→ What you will do
Reproduce all of the data below verbatim, omitting the pictures.

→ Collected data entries
# # # #

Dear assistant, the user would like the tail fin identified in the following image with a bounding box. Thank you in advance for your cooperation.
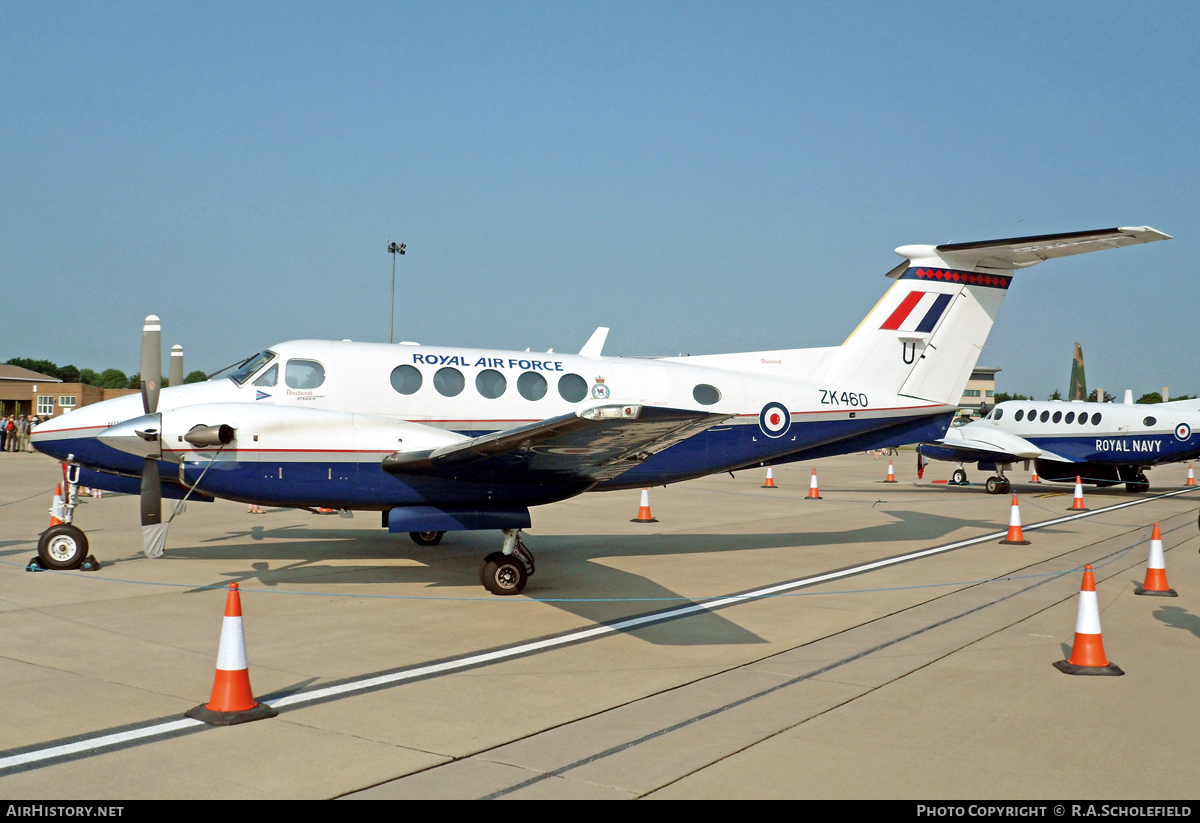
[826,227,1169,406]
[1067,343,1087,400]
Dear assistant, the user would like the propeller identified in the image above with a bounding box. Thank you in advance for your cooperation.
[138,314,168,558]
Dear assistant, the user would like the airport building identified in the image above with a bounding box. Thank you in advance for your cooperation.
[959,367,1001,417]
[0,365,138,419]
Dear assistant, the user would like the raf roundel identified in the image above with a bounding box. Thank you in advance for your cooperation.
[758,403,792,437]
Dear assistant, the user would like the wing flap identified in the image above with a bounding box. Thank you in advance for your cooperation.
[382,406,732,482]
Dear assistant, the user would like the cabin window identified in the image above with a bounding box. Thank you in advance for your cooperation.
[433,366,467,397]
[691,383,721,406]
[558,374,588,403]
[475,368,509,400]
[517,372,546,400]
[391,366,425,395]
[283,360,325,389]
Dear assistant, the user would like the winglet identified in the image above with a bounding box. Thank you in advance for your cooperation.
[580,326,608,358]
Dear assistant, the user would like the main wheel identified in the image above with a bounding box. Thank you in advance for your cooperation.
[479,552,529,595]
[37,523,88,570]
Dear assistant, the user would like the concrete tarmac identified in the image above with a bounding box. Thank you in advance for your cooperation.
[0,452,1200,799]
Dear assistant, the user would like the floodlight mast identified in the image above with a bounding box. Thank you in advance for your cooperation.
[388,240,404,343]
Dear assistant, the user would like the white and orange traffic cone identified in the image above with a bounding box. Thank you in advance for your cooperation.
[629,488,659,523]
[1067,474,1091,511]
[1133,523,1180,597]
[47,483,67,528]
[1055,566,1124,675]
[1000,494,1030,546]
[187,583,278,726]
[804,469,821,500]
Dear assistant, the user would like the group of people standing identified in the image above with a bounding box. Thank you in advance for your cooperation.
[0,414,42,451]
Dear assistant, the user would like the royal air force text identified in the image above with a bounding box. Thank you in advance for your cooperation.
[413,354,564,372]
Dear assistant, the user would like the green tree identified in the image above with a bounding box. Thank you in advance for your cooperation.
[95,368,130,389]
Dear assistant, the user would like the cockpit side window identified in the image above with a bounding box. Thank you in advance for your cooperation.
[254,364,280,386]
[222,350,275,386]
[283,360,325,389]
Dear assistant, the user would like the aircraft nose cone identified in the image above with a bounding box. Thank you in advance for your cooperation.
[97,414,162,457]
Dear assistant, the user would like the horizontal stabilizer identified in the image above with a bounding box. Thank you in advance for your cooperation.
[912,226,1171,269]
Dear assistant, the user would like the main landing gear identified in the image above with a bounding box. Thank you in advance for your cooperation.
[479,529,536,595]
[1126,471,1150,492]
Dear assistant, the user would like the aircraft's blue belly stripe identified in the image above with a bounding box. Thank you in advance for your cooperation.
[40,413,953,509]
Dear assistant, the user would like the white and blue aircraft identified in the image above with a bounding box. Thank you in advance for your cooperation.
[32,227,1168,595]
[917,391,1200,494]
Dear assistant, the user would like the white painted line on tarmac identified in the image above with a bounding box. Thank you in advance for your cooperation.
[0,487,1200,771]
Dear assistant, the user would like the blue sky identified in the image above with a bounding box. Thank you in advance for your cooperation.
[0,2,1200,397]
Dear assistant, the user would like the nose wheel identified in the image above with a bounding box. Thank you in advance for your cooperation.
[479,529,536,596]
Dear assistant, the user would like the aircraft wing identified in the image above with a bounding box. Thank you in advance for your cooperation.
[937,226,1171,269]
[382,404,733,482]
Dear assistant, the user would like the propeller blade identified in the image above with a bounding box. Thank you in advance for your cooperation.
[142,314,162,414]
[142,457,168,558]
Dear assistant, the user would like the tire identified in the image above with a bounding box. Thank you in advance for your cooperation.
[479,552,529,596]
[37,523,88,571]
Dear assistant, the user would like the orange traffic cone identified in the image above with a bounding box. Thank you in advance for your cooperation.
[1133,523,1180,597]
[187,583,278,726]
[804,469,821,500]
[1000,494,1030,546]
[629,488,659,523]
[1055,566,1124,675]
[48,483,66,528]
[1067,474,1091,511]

# # # #

→ Result
Dear assistant, the user would like the tail fin identified in the following image with a bounding box. Thank you in advance for your cooperation.
[826,227,1169,406]
[1067,343,1087,400]
Dear assistant, the user would like the propeller identified in the image above with a bounding box. Thank you in advance for your cooperation.
[138,314,168,558]
Dear assistant, the user would like the airport building identified in the image above with a bounding box. Thank you in advance for your cooperation.
[959,367,1001,417]
[0,365,138,419]
Dear assistant, the user would like the raf roundel identified in the image above with a bounding box. Thank you in advance for your cooperation.
[758,403,792,437]
Dear assistant, the user would like the wing flap identified in the image above with a bounding box. Thank you in advance for your cooperation.
[382,406,732,482]
Dear assistant, the user would like the cabin window identified in the image above with a bounding box. Thank you in advance for your cooperation.
[433,366,467,397]
[691,383,721,406]
[558,374,588,403]
[475,368,509,400]
[517,372,546,400]
[391,366,425,395]
[283,360,325,389]
Dear assistant, the user would like the winglet identified in the image above with a bounding box. Thank you in advance for your cooperation.
[580,326,608,358]
Dear assistant, the user would like the main wheel identified in the image above with a bounding box. Thank you in advance for your cooperation.
[479,552,529,595]
[37,523,88,570]
Dear assistant, the user would like the concrete tarmac identified in the image above with a bounding box. Thank you in advance for your cooperation.
[0,452,1200,799]
Dear assistant, the user would like the floodlight mast identified in the image above with a bounding box. Thank you in advance for your cooperation.
[388,240,404,343]
Dear assistant, the user would like the white and orange traffic cone identified in the image above with a bounding box. Thank you in advance for your cooperation.
[629,488,659,523]
[1067,474,1091,511]
[1133,523,1180,597]
[47,483,67,528]
[1055,566,1124,675]
[1000,494,1030,546]
[187,583,278,726]
[804,469,821,500]
Dear assistant, the user would like the group of people standing identified in the image above with a bounding box. Thank you in advance for your cooperation.
[0,414,42,451]
Dear assistant, the user would like the royal air force text identified in the image above with a bounding box. Thank you in advance for your cooperation.
[413,354,564,372]
Dear assistant, the user would like the green tree identified in the image above with a bounding box. Thank you in advance for your cooperation.
[95,368,130,389]
Dear assistant, the user would like the cockpit side window identified in the image above with a bounding box. Thank you in advance for your cooperation.
[254,364,280,386]
[222,350,275,386]
[283,360,325,389]
Dear assistant, the user would like the aircraft nose cone identified in the image above with a bounding box. Thank you in advance for your cooperation.
[97,414,162,457]
Dear assistant, the user would like the horizontal stabilizer identified in the image above with a bounding box. Thank you in advance for your cooperation.
[912,226,1171,269]
Dear assistant, the user would like the main landing gear identified in the image above with a bounding box. Thank you in advance for your cooperation.
[479,529,536,595]
[1126,471,1150,492]
Dear assistant, the user would like the aircraft's blue belly stripe identified in the image above with a bounding box. Thank you in advance for your cooperation.
[40,413,953,509]
Dear assistant, the user would like the white and blue aircraft identified in the image above with a bounding box. Thank you in advance for your cooperation.
[32,227,1168,595]
[917,391,1200,494]
Dear assistant, the user would like the white painted line on tarmac identified in the image above with a bounding box. Thank you in advance for your cooperation.
[0,487,1200,771]
Dear assistant, the user would like the blue sky identified in the image above with a bounding box. Thank you in advance for your cooperation.
[0,2,1200,397]
Dear assistant, the user would like the nose wheel identified in the image above with a bounding box. Thank you in advance for your cooperation.
[479,529,536,596]
Dear assistant, the user would like the aircraft wing identified in the image above with a bounding box. Thank you in advance for your cooperation.
[937,226,1171,269]
[382,404,733,482]
Dear assistant, the user would like the propeller blade identified in the image above with a bounding box. Thank you in advance for your cooperation.
[142,314,162,414]
[142,457,168,558]
Dear assistant, the user would like the tire identified in the image above with a bounding box. Thank you in advance for your cooperation.
[479,552,529,596]
[37,523,88,571]
Dear assistant, the user would like the orange traffic cone identified in the image above with a bounding box. Thank you in advance for your cooperation.
[1133,523,1180,597]
[187,583,278,726]
[804,469,821,500]
[1000,494,1030,546]
[629,488,659,523]
[1055,566,1124,675]
[48,483,66,528]
[1067,474,1091,511]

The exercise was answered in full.